**Instructions for the task:** Reproduce only the stretch from the line containing "the donkey's shaggy" through the end of the records, substituting "mule's" for "donkey's" and leaving everything else as it stands.
Start Exercise material
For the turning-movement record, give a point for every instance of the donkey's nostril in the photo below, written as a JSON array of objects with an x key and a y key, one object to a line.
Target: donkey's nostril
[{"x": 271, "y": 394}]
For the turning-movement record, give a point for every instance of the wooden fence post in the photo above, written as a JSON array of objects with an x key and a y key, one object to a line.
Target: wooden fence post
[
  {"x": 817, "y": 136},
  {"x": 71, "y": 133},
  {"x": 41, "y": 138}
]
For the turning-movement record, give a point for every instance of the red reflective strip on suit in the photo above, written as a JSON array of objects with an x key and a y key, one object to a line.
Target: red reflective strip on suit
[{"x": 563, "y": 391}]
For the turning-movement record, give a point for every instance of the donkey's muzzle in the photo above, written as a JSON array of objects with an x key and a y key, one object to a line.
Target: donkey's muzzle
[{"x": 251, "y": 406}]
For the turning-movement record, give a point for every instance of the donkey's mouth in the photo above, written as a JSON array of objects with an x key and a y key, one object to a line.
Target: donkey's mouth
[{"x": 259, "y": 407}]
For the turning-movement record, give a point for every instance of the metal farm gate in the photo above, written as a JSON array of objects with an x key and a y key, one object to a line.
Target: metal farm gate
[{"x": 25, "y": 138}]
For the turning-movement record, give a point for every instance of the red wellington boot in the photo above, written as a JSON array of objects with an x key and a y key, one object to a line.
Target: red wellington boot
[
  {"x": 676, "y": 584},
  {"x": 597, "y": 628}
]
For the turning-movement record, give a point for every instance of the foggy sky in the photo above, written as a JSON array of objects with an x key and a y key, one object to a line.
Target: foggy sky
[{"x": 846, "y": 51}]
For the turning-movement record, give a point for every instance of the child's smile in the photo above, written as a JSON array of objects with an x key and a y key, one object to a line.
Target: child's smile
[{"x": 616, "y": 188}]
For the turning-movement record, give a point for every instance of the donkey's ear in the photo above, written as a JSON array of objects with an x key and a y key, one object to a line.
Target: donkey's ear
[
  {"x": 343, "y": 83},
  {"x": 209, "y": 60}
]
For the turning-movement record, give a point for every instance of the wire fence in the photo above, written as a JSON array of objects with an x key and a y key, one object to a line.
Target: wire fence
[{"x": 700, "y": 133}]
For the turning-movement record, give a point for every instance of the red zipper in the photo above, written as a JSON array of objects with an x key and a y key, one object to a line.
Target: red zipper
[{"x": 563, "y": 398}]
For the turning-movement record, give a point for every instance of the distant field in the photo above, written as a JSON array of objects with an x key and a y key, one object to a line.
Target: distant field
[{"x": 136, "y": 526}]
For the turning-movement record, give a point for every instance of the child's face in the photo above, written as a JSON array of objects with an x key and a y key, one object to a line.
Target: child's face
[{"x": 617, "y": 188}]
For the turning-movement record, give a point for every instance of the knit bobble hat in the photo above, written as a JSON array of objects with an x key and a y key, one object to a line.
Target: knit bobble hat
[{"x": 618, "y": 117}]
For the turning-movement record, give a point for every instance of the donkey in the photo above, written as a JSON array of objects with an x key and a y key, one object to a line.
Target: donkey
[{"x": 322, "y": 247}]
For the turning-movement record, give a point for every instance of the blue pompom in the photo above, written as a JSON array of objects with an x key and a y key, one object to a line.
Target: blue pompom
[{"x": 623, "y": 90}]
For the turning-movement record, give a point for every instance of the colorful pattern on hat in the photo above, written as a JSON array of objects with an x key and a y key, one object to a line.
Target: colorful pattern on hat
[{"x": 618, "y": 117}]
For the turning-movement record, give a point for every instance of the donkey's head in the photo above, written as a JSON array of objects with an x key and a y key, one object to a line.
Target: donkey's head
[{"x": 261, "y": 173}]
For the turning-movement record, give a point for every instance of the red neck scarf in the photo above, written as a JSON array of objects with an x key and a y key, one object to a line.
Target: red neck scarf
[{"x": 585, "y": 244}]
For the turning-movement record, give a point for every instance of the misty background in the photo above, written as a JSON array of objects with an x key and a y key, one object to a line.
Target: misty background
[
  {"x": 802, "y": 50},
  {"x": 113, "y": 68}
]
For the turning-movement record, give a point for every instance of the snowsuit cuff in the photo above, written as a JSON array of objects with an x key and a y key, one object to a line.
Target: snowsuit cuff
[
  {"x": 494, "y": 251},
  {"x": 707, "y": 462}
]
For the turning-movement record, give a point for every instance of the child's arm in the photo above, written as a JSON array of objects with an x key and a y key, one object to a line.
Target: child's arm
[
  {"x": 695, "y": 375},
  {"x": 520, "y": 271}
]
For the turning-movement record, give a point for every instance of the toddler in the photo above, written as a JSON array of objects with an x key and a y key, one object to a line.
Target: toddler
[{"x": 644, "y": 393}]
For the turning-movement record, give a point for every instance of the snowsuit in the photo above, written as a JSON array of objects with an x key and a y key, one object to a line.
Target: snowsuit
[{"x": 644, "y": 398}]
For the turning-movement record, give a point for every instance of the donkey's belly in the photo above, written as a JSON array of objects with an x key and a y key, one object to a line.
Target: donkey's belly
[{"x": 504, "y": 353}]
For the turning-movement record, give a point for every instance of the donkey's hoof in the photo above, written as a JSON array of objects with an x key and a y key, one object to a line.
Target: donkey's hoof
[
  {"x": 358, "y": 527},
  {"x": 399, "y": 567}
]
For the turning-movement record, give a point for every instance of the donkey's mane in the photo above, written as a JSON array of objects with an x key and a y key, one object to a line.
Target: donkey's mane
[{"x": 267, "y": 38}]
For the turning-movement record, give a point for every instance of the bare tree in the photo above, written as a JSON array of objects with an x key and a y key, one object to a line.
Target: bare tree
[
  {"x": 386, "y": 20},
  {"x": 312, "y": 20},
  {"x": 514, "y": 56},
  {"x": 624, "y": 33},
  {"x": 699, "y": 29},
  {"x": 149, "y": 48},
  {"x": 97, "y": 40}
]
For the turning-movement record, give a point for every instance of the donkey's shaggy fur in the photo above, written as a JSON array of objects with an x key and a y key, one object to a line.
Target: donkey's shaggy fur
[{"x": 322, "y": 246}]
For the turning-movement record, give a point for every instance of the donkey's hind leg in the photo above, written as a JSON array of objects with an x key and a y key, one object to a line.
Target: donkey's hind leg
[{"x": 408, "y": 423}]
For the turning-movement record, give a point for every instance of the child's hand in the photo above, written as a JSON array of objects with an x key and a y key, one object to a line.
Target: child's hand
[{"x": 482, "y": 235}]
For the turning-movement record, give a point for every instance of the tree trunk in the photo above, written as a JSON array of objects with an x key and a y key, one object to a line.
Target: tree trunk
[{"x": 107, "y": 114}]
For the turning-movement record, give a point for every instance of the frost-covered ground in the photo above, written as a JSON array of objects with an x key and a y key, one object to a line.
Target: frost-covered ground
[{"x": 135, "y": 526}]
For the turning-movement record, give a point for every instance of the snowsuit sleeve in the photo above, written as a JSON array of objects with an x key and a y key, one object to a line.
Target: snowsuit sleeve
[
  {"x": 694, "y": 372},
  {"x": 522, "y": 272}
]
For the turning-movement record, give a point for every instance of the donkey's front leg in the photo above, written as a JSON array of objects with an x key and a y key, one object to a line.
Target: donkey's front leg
End Exercise material
**Problem solution:**
For the turning-movement record, give a point for every instance of the mule's shaggy fur in the photo above, written as a JSON array of objects with an x key and a y key, one object to a line.
Target: mule's shaggy fur
[{"x": 322, "y": 246}]
For the turning-movement record, give a point for every instance of the mule's hind leg in the photo above, written as a JSON array of objects with an x key and a y key, one object to a line.
Target: mule's hind leg
[{"x": 408, "y": 423}]
For the turning-movement record, give a point for every instance of the child's hand in the photo above, written as a JSON array of objects with an x key and a y key, one object to a line.
Target: child's hand
[{"x": 482, "y": 235}]
For the turning-movement record, give a point for every instance of the tree trunk in the photo above, written as a JSON array of objects with an x key and a y key, one object to a line.
Target: tree trunk
[{"x": 107, "y": 114}]
For the turning-movement record, give a point for every instance of the frost-covered ground in the photo above, written as a JSON array of objects with an x key and a y key, one object to a line.
Target: frost-covered ground
[{"x": 135, "y": 526}]
For the turning-movement record, give a point for every instance of the snowsuit sleeve in the photo above, written as a JSON array of objects with an x key and a y key, one object to a line.
Target: snowsuit sleeve
[
  {"x": 694, "y": 372},
  {"x": 522, "y": 272}
]
For the turning-movement record, give a point for every instance of the mule's front leg in the photo above, written as a JSON array of objects with an x key and a y key, one object to a line.
Target: mule's front leg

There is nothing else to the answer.